→ TO DO:
Copy out every item below, replacing "that would help" with "it would be appreciated" wherever it appears and keeping everything else the same. Omit the pictures from your copy.

________________________

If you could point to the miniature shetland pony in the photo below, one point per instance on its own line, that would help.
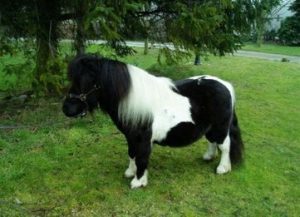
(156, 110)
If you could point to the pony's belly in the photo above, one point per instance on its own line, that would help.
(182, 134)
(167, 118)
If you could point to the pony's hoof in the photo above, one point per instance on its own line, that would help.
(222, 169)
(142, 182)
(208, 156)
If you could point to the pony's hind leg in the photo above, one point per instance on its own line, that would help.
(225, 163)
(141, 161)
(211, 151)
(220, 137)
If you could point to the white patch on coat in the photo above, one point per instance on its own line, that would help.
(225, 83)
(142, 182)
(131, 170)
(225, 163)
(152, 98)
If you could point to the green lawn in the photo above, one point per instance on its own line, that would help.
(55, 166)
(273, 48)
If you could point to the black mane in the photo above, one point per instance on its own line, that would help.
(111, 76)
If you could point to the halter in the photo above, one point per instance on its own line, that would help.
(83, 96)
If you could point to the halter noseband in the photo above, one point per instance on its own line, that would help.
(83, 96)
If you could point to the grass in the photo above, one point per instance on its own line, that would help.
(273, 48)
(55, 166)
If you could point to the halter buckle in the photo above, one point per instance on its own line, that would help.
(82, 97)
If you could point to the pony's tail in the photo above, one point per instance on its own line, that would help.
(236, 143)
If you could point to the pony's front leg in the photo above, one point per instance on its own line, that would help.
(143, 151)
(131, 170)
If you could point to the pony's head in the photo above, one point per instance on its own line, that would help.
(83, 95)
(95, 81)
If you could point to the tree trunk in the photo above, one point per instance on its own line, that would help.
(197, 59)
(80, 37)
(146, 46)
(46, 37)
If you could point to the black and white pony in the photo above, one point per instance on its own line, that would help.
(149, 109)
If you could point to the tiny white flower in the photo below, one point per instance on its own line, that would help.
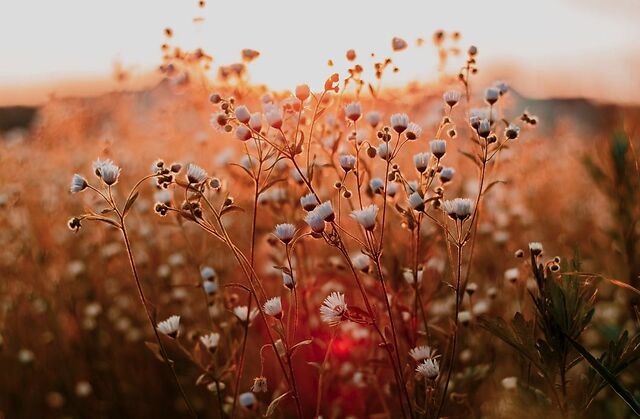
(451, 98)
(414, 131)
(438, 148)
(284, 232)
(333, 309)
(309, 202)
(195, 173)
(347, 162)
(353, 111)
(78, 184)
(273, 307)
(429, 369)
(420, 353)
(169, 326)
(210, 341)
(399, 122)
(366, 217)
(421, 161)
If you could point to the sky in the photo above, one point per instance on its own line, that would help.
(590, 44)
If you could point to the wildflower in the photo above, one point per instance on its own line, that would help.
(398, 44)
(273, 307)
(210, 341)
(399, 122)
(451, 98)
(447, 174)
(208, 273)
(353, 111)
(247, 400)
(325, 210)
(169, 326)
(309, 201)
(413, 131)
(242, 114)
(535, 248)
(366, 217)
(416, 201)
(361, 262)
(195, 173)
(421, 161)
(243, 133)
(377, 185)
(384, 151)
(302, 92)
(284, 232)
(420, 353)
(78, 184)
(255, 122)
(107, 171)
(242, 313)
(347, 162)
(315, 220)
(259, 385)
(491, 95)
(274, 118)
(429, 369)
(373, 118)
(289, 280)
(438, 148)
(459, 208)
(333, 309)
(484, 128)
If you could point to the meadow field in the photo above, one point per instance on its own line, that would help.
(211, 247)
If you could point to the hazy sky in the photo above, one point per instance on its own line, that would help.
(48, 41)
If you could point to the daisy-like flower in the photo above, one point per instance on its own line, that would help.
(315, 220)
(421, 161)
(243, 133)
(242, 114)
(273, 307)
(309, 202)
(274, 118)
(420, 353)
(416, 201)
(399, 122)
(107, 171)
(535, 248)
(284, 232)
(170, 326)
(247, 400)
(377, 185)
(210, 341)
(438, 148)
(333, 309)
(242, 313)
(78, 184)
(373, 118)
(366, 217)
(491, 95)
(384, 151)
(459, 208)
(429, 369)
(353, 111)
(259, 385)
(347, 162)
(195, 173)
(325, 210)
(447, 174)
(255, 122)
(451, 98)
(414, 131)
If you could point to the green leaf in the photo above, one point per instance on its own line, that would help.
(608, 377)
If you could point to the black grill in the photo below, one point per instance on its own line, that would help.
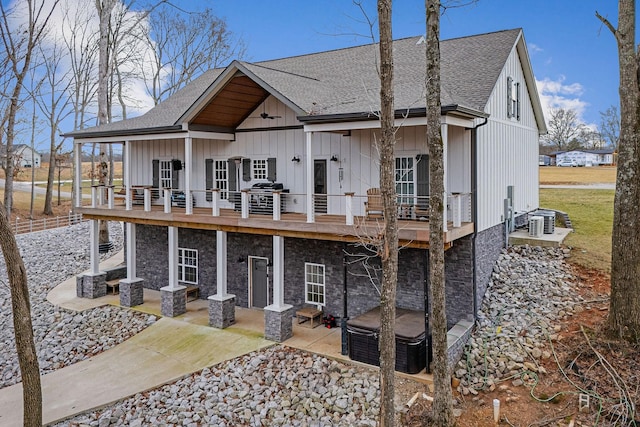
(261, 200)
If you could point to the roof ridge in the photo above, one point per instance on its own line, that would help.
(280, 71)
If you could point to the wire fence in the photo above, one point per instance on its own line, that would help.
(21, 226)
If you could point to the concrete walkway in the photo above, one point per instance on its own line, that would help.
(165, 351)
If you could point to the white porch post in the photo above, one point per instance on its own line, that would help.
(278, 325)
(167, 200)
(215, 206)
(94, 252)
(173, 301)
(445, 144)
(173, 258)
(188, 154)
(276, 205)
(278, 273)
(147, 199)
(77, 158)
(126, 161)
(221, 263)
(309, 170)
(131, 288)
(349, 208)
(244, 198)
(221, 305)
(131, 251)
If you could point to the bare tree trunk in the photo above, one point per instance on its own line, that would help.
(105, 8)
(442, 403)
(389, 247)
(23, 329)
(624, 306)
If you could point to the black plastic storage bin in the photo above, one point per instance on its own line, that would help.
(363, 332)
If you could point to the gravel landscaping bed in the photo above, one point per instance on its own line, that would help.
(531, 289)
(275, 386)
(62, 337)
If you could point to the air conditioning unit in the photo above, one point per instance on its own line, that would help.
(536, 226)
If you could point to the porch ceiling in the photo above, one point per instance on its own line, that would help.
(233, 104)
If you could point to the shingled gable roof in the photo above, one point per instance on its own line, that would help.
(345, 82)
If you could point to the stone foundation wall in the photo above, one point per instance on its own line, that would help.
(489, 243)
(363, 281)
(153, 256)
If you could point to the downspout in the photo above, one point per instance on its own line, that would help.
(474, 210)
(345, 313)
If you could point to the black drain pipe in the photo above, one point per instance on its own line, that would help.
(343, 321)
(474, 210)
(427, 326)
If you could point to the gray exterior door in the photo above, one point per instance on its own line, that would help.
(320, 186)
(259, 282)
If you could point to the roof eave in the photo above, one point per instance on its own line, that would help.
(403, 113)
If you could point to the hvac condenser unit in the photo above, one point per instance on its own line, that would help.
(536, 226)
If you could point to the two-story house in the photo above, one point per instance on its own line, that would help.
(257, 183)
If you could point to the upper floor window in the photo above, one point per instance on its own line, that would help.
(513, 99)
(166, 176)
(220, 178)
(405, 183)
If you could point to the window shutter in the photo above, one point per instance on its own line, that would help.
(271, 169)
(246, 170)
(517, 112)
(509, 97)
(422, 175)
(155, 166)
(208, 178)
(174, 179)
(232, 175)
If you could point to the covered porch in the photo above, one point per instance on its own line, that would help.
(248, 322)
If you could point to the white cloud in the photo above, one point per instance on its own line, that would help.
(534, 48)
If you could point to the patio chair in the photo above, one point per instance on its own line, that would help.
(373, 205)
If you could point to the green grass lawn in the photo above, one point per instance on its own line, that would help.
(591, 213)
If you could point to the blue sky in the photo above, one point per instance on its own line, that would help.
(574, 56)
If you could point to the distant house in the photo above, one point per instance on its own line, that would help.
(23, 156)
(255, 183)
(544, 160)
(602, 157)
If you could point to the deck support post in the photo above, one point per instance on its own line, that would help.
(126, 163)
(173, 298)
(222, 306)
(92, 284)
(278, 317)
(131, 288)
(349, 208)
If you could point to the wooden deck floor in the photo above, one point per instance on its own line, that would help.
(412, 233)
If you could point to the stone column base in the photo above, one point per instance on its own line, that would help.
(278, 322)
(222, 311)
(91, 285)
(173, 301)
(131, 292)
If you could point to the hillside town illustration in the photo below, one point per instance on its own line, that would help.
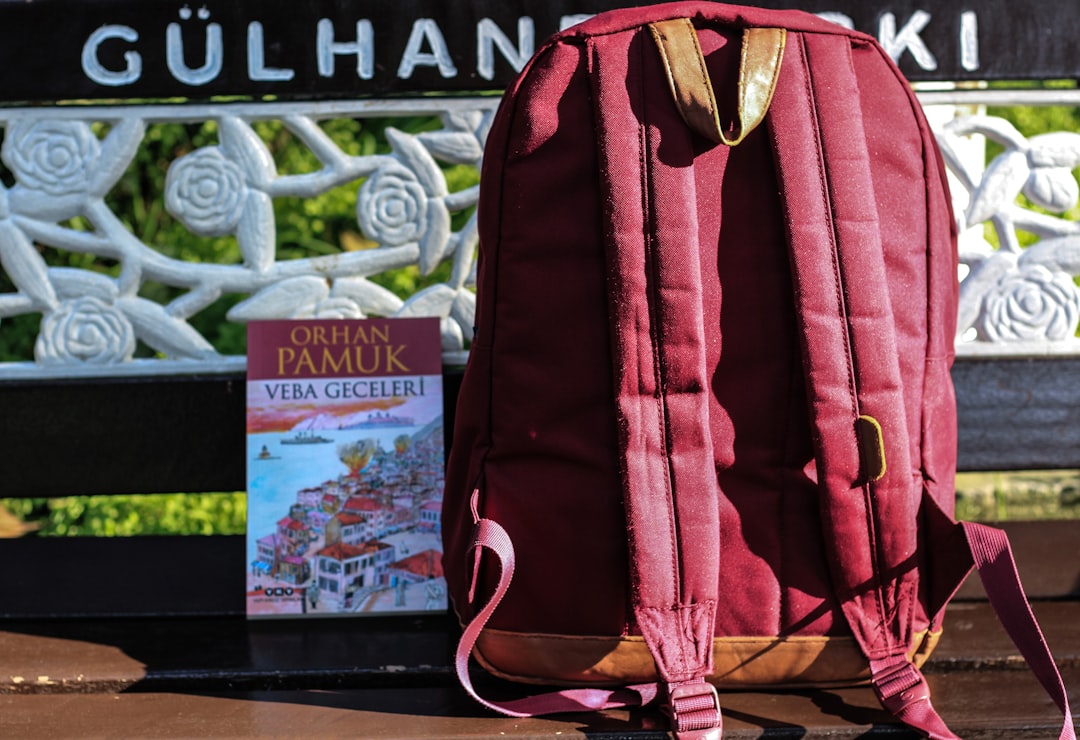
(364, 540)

________________________

→ TASK ANSWER:
If you could point to the miniature shetland pony in the photo below, one point per instance on its own line, it would be appreciated.
(156, 110)
If you could point to the pony's belly in the photo above, one point per instance on its own line, it would be appreciated.
(182, 134)
(167, 118)
If you could point to the pony's hoof in the photo above, one point per instance on its own line, it would be appreciated.
(222, 169)
(142, 182)
(208, 156)
If you could point to the pony's hind leg in the photo above, one point per instance on its own line, it would be appreciated.
(225, 163)
(141, 161)
(211, 151)
(220, 137)
If you could point to the white patch on coat in the photo above, one point per instance on its own line, it would be appreciated.
(225, 83)
(142, 182)
(131, 170)
(225, 163)
(152, 98)
If you could point to the green lawn in the photo above, one point per instance on its own line, it would be appreciated.
(55, 166)
(273, 48)
If you could point to the black mane in the photo above, one point per instance on its own line, it would be appreciated.
(111, 76)
If you could point to the halter in the photo above, one point per instance on its own line, it would be appreciated.
(83, 96)
If you could point to the halter noseband in the photo above, one point per instance on its own line, it would be appreciated.
(83, 96)
If you could point to the grass in the photo above, one point per instance on its own line, it would be appreciated.
(273, 48)
(55, 166)
If you could point to the halter buckle in the photo above, one point per instance on its own line, it would be appreciated.
(82, 97)
If you could point to the pony's tail in the photo above, one point per instance on its own line, it would be appreciated.
(236, 143)
If you could point to the pony's front leg in the photo above, one point per instance on its own line, it would be appreciated.
(143, 151)
(131, 170)
If you could point to the pony's head in the photo above, one point per instance on its own line, it would be appreciated.
(83, 95)
(95, 81)
If you could point to the tree trunk in the photo above, one point per instance on its own line, it would be appreciated.
(197, 59)
(80, 37)
(146, 46)
(46, 37)
If you could point to the black and white pony in the photo above, one point per instance on its own line, it would be appreciated.
(149, 109)
If you could point to the tiny white flower in the photo below, one point per instance on its own line, it would be appreciated.
(451, 98)
(414, 131)
(438, 148)
(284, 232)
(333, 309)
(309, 202)
(195, 173)
(347, 162)
(353, 111)
(78, 184)
(273, 307)
(429, 369)
(420, 353)
(169, 326)
(210, 341)
(399, 122)
(366, 217)
(421, 161)
If you could point to the sky in the photo above, one point per instance on its own line, it would be appreciated.
(590, 44)
If you could point to the wildflower in the photo above, one point per instance on its own line, it would be appreciated.
(398, 44)
(273, 307)
(210, 341)
(399, 122)
(451, 98)
(447, 174)
(208, 273)
(353, 111)
(247, 400)
(325, 210)
(169, 326)
(309, 201)
(413, 131)
(242, 114)
(535, 248)
(366, 217)
(416, 201)
(361, 262)
(195, 173)
(421, 161)
(243, 133)
(377, 185)
(384, 151)
(302, 92)
(284, 232)
(420, 353)
(78, 184)
(255, 122)
(107, 171)
(242, 313)
(347, 162)
(315, 220)
(259, 385)
(491, 95)
(274, 118)
(429, 369)
(373, 118)
(289, 280)
(438, 148)
(459, 208)
(333, 309)
(484, 128)
If you could point to the meadow field in the photo above, one point per instance on its own line, it would be appreciated.
(211, 247)
If you could point to the hazy sky in the photo above, one point per instance on its own line, it would be appreciated.
(48, 41)
If you could point to the daisy-like flower in the photo above, one point per instance on its own line, it would be appreciated.
(315, 220)
(421, 161)
(243, 133)
(242, 114)
(273, 307)
(309, 202)
(274, 118)
(420, 353)
(416, 201)
(399, 122)
(107, 171)
(535, 248)
(284, 232)
(170, 326)
(247, 400)
(377, 185)
(210, 341)
(438, 148)
(333, 309)
(242, 313)
(78, 184)
(373, 118)
(366, 217)
(491, 95)
(384, 151)
(459, 208)
(429, 369)
(353, 111)
(259, 385)
(347, 162)
(195, 173)
(325, 210)
(447, 174)
(255, 122)
(451, 98)
(414, 131)
If you could point to the green leaf in the photo above, one point per instance on its own line, it would be appreciated.
(608, 377)
If you could point to the black grill in the photo below, one point per instance on its own line, it would be appreciated.
(261, 200)
If you could point to the roof ridge in the photo above, one point per instance on its own line, it would be appreciated.
(280, 71)
If you could point to the wire fence in the photo above, one point per instance on its own line, it would be appreciated.
(21, 226)
If you could point to the concrete walkway in the photo above, one point per instance on its own line, it would be appreciated.
(165, 351)
If you could point to the white porch post in the photo above, one point per instance on its own line, it would be appreciated.
(278, 325)
(167, 200)
(215, 206)
(94, 252)
(173, 301)
(445, 144)
(173, 258)
(188, 154)
(276, 205)
(278, 273)
(147, 199)
(77, 158)
(126, 161)
(221, 263)
(309, 170)
(131, 288)
(349, 208)
(244, 198)
(221, 305)
(131, 251)
If you could point to the bare tree trunk in the photo above, one point per instance on its own line, it would be appreciated.
(105, 8)
(442, 403)
(389, 247)
(23, 329)
(624, 306)
If you could point to the black plastic storage bin in the photo above, one point per instance on its own line, it would be appreciated.
(363, 332)
If you could point to the gravel landscaping bed in the photo above, one point per instance on its own line, it would be appreciated.
(531, 289)
(275, 386)
(62, 337)
If you could point to the air conditioning unit in the photo above, one point per instance on its own line, it would be appreciated.
(536, 226)
If you could point to the porch ceiling in the photo above, one point per instance on its own line, it would be appreciated.
(233, 104)
If you could point to the shingled gable roof in the photo above, one point per instance on its own line, it would be appreciated.
(345, 82)
If you could point to the stone foundation wall in the photo above, one point per instance on its own line, it would be appreciated.
(489, 243)
(363, 281)
(153, 256)
If you could point to the downspout in the photo above, one point per instance on its own line, it would be appreciated.
(474, 210)
(345, 313)
If you could point to the black drain pipe in the photo above, one point per instance on its own line, it would be appreciated.
(343, 321)
(474, 210)
(427, 326)
If you could point to the gray exterior door in the photo above, one point per instance on its own line, it would be appreciated.
(320, 186)
(259, 282)
If you could point to the roof eave in the photo above, one point per instance on its own line, it would be appreciated.
(403, 113)
If you could point to the hvac condenser unit in the photo above, one point per instance on its own line, it would be appreciated.
(536, 226)
If you could point to the two-story house in the photo above, one point per instance on its own line, it would be appreciated.
(257, 183)
If you could point to the upper floor window in the photo above, one point per instance on its own line, it would be appreciated.
(513, 99)
(166, 176)
(220, 178)
(405, 183)
If you could point to the window shutter in the photo above, one point per instance on its own line, it would be appreciated.
(271, 169)
(246, 170)
(517, 112)
(509, 97)
(422, 175)
(155, 166)
(208, 178)
(174, 179)
(232, 175)
If you could point to the covered porch in the photo above, one point per instance on its own line, it would be appreciated.
(248, 322)
If you could point to the white cloud in the photo above, one point per instance on its own line, it would be appreciated.
(534, 48)
If you could point to the patio chair in the photo above, one point per instance on its own line, it would be appreciated.
(373, 205)
If you could point to the green grass lawn in the photo above, one point per instance on its own line, it would be appreciated.
(591, 213)
If you could point to the blue sky in the photo above, one point per instance on its own line, it would be appreciated.
(574, 56)
If you could point to the distant house in the photo above, one point per instance on its own line, it would be appreciated.
(23, 156)
(255, 183)
(544, 160)
(602, 157)
If you could point to the deck support post in the photo above, one point per instance on its own line, it would be appreciated.
(126, 163)
(173, 298)
(222, 306)
(92, 284)
(278, 317)
(131, 288)
(349, 208)
If you could point to the wooden deck floor in the photo above, one point per instance on its own line, it would be appreciated.
(412, 233)
If you could point to the stone column base in the photo above, one point per instance on its own line, it would be appreciated.
(278, 322)
(222, 311)
(91, 285)
(173, 301)
(131, 292)
If you could point to the hillside town illustration in the photo below, one point per instance on its own line, it would be appreciated.
(364, 540)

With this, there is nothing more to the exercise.